What to do :: Output the listing exactly, leaving out no line.

Available records ::
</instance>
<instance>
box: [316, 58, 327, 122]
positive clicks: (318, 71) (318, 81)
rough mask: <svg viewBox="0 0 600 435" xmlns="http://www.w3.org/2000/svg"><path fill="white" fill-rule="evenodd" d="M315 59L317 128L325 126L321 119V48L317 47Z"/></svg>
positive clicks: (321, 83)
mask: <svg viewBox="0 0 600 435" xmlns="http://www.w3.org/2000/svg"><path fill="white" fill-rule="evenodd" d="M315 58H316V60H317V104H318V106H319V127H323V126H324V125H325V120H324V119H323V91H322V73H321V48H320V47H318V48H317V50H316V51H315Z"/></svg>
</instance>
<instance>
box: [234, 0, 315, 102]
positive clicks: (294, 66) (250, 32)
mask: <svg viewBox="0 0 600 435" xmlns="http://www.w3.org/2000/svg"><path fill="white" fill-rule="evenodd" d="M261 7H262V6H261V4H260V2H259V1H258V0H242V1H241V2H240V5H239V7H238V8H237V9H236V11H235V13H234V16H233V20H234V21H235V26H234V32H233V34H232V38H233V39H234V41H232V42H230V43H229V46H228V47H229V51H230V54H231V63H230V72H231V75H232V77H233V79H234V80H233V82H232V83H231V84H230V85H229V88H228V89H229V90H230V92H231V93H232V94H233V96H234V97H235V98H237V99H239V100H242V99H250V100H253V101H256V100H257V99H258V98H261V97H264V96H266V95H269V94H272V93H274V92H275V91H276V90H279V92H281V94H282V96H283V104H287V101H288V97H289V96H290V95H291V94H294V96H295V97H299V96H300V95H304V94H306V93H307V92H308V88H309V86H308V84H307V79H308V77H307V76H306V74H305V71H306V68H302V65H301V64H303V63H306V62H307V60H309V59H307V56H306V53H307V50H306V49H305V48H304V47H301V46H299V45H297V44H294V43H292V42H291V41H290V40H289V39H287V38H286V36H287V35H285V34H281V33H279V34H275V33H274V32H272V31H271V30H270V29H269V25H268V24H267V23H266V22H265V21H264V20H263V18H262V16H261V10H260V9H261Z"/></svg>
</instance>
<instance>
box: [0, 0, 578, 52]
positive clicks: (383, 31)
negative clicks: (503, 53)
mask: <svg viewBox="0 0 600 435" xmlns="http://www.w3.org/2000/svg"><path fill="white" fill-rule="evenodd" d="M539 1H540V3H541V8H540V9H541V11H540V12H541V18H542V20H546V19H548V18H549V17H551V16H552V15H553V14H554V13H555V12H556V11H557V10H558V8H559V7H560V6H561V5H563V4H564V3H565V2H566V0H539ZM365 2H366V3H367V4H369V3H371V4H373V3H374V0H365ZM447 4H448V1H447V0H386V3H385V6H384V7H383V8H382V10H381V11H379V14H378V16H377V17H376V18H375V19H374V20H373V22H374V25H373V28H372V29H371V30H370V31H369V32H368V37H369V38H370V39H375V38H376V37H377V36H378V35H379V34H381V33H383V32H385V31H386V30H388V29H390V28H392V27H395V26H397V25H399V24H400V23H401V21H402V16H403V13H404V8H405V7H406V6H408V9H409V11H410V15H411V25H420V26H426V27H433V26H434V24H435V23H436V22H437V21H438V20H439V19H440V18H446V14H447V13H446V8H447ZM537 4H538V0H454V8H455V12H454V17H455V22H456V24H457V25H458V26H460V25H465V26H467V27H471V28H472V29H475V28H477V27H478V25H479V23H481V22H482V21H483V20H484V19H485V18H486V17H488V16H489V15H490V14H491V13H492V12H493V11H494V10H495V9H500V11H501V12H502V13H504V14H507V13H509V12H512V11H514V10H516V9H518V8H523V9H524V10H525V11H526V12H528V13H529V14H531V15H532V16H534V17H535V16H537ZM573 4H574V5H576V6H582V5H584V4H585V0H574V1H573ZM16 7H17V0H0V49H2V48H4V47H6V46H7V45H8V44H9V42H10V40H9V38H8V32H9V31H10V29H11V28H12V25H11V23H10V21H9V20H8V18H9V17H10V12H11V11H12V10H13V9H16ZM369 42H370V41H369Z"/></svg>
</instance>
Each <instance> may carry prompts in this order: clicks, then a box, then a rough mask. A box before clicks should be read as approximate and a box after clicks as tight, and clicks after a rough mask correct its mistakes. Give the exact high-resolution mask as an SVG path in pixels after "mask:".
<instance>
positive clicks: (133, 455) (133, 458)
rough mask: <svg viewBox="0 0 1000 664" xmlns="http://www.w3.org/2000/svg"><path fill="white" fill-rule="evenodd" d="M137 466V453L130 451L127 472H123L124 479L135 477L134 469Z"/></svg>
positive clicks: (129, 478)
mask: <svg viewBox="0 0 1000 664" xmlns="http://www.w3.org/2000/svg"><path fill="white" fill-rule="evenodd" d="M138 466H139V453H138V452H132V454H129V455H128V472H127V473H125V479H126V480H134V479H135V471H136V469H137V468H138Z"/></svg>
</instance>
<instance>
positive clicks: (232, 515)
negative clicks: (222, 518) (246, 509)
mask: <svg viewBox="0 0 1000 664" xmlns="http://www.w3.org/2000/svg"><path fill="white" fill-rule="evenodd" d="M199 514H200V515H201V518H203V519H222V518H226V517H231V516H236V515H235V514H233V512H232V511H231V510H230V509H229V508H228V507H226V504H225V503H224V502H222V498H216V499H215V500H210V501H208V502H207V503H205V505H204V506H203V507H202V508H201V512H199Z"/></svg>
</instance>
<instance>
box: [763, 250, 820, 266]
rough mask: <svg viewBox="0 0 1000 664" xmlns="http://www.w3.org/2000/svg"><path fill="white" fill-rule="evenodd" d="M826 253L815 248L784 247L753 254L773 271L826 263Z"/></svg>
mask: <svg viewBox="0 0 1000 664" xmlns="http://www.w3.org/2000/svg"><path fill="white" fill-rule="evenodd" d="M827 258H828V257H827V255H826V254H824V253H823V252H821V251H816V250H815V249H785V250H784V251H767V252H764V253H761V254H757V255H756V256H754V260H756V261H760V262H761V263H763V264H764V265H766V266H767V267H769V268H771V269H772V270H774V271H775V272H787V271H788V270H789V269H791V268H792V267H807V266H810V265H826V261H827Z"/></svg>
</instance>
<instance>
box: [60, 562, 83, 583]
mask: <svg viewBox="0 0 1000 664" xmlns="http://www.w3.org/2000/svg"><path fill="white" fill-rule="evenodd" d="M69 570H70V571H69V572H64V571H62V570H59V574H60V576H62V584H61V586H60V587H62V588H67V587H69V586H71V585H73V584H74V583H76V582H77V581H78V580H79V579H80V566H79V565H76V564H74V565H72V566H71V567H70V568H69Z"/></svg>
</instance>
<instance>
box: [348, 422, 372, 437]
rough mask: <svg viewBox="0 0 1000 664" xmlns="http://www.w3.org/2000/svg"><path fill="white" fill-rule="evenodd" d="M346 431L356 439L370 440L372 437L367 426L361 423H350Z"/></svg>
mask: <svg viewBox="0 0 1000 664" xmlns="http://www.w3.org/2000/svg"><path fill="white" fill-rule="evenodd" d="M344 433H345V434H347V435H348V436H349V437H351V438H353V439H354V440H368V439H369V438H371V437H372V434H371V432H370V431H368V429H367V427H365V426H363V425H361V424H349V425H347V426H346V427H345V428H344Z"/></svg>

Solution ::
</instance>
<instance>
box: [316, 58, 327, 122]
positive clicks: (318, 71) (318, 81)
rough mask: <svg viewBox="0 0 600 435" xmlns="http://www.w3.org/2000/svg"><path fill="white" fill-rule="evenodd" d="M315 59L317 128L325 126L321 119V48L317 47Z"/></svg>
positive clicks: (321, 83)
mask: <svg viewBox="0 0 600 435" xmlns="http://www.w3.org/2000/svg"><path fill="white" fill-rule="evenodd" d="M315 58H316V60H317V104H318V106H319V127H323V126H324V125H325V120H324V119H323V91H322V73H321V48H320V47H318V48H317V50H316V51H315Z"/></svg>
</instance>
<instance>
box: [234, 0, 315, 102]
positive clicks: (294, 66) (250, 32)
mask: <svg viewBox="0 0 600 435" xmlns="http://www.w3.org/2000/svg"><path fill="white" fill-rule="evenodd" d="M261 7H262V6H261V4H260V2H259V1H258V0H242V1H241V2H240V5H239V7H238V8H237V9H236V11H235V13H234V16H233V20H234V21H235V26H234V32H233V34H232V38H233V39H234V41H232V42H230V43H229V46H228V47H229V51H230V54H231V63H230V72H231V75H232V77H233V79H234V80H233V82H232V83H231V84H230V85H229V88H228V89H229V90H230V92H231V93H232V94H233V96H234V97H235V98H237V99H239V100H242V99H250V100H253V101H256V100H257V99H258V98H261V97H264V96H266V95H269V94H272V93H274V92H275V91H276V90H279V92H281V94H282V96H283V104H287V101H288V97H289V96H290V95H291V94H294V96H295V97H299V96H300V95H304V94H306V93H307V92H308V88H309V86H308V84H307V79H308V77H307V76H306V74H305V71H306V68H302V65H301V64H303V63H306V62H307V60H309V59H307V56H306V53H307V50H306V49H305V48H304V47H301V46H299V45H297V44H294V43H292V42H291V41H290V40H289V39H287V38H286V36H287V35H285V34H281V33H279V34H275V33H274V32H272V31H271V30H270V29H269V25H268V24H267V23H266V22H265V21H264V20H263V18H262V16H261V10H260V9H261Z"/></svg>
</instance>
<instance>
box: [0, 0, 578, 52]
positive clicks: (383, 31)
negative clicks: (503, 53)
mask: <svg viewBox="0 0 600 435" xmlns="http://www.w3.org/2000/svg"><path fill="white" fill-rule="evenodd" d="M539 1H540V3H541V8H540V9H541V11H540V12H541V18H542V20H546V19H548V18H549V17H551V16H552V15H553V14H554V13H555V12H556V11H557V10H558V8H559V7H560V6H561V5H563V4H564V3H565V2H566V0H539ZM365 2H366V3H367V4H369V3H371V4H373V3H374V0H365ZM447 4H448V1H447V0H386V3H385V6H384V7H383V8H382V10H381V11H379V14H378V16H377V17H376V18H375V19H374V20H373V22H374V25H373V28H372V29H371V30H370V31H369V32H368V37H369V38H370V39H375V38H376V37H377V36H378V35H379V34H381V33H383V32H385V31H386V30H388V29H390V28H392V27H395V26H397V25H399V24H400V23H401V21H402V16H403V13H404V8H405V7H406V6H408V9H409V11H410V15H411V25H420V26H426V27H433V26H434V24H435V23H436V22H437V21H438V20H439V19H440V18H446V14H447V13H446V8H447ZM537 4H538V0H454V8H455V12H454V17H455V22H456V24H457V25H458V26H460V25H465V26H467V27H471V28H472V29H475V28H477V27H478V25H479V23H481V22H482V21H483V20H484V19H485V18H486V17H488V16H489V15H490V14H491V13H492V12H493V11H494V10H495V9H500V11H501V12H502V13H504V14H507V13H509V12H512V11H514V10H516V9H518V8H523V9H524V10H525V11H526V12H528V13H529V14H531V15H532V16H534V17H535V16H537ZM573 4H574V5H576V6H582V5H584V4H585V0H574V1H573ZM16 7H17V0H0V49H2V48H4V47H6V46H7V45H8V44H9V42H10V40H9V38H8V32H9V31H10V29H11V28H12V25H11V23H10V21H9V20H8V18H9V17H10V12H11V11H12V10H13V9H16ZM369 42H370V41H369Z"/></svg>
</instance>
Each <instance> may carry prompts in this order: clicks, then a box, then a rough mask. A box before clicks should be read as approximate and a box after clicks as tight, and clicks after a rough mask correct its mistakes. Give the exact high-resolution mask as an SVG path in pixels after "mask:".
<instance>
positive clicks: (133, 455) (133, 458)
rough mask: <svg viewBox="0 0 1000 664" xmlns="http://www.w3.org/2000/svg"><path fill="white" fill-rule="evenodd" d="M137 466V453L130 451L127 472H123L124 479L135 477L134 469Z"/></svg>
positive clicks: (129, 478)
mask: <svg viewBox="0 0 1000 664" xmlns="http://www.w3.org/2000/svg"><path fill="white" fill-rule="evenodd" d="M138 466H139V453H138V452H132V454H129V455H128V472H127V473H125V479H126V480H134V479H135V471H136V469H137V468H138Z"/></svg>
</instance>
<instance>
positive clicks: (232, 515)
negative clicks: (222, 518) (246, 509)
mask: <svg viewBox="0 0 1000 664" xmlns="http://www.w3.org/2000/svg"><path fill="white" fill-rule="evenodd" d="M199 514H200V515H201V518H203V519H222V518H226V517H231V516H236V515H235V514H233V512H232V511H231V510H230V509H229V508H228V507H226V504H225V503H224V502H222V498H216V499H215V500H210V501H208V502H207V503H205V505H204V506H203V507H202V508H201V512H199Z"/></svg>
</instance>
<instance>
box: [763, 250, 820, 266]
rough mask: <svg viewBox="0 0 1000 664" xmlns="http://www.w3.org/2000/svg"><path fill="white" fill-rule="evenodd" d="M826 253L815 248L784 247L753 254L773 271L826 263Z"/></svg>
mask: <svg viewBox="0 0 1000 664" xmlns="http://www.w3.org/2000/svg"><path fill="white" fill-rule="evenodd" d="M827 258H828V257H827V255H826V254H824V253H823V252H821V251H816V250H815V249H785V250H784V251H767V252H764V253H761V254H757V255H756V256H754V260H756V261H760V262H761V263H763V264H764V265H766V266H767V267H769V268H771V269H772V270H774V271H775V272H787V271H788V270H789V269H791V268H792V267H807V266H810V265H826V261H827Z"/></svg>
</instance>
<instance>
box: [60, 562, 83, 583]
mask: <svg viewBox="0 0 1000 664" xmlns="http://www.w3.org/2000/svg"><path fill="white" fill-rule="evenodd" d="M69 570H70V571H69V572H64V571H62V570H59V574H60V576H62V584H61V586H60V587H62V588H67V587H69V586H71V585H73V584H74V583H76V582H77V581H78V580H79V579H80V566H79V565H76V564H74V565H72V566H71V567H70V568H69Z"/></svg>
</instance>
<instance>
box: [348, 422, 372, 437]
rough mask: <svg viewBox="0 0 1000 664" xmlns="http://www.w3.org/2000/svg"><path fill="white" fill-rule="evenodd" d="M346 431L356 439L370 440L372 437L367 426L361 423H350Z"/></svg>
mask: <svg viewBox="0 0 1000 664" xmlns="http://www.w3.org/2000/svg"><path fill="white" fill-rule="evenodd" d="M344 433H345V434H347V435H348V436H349V437H351V438H353V439H354V440H368V439H369V438H371V437H372V434H371V432H370V431H368V429H367V427H365V426H363V425H361V424H349V425H347V426H346V427H345V428H344Z"/></svg>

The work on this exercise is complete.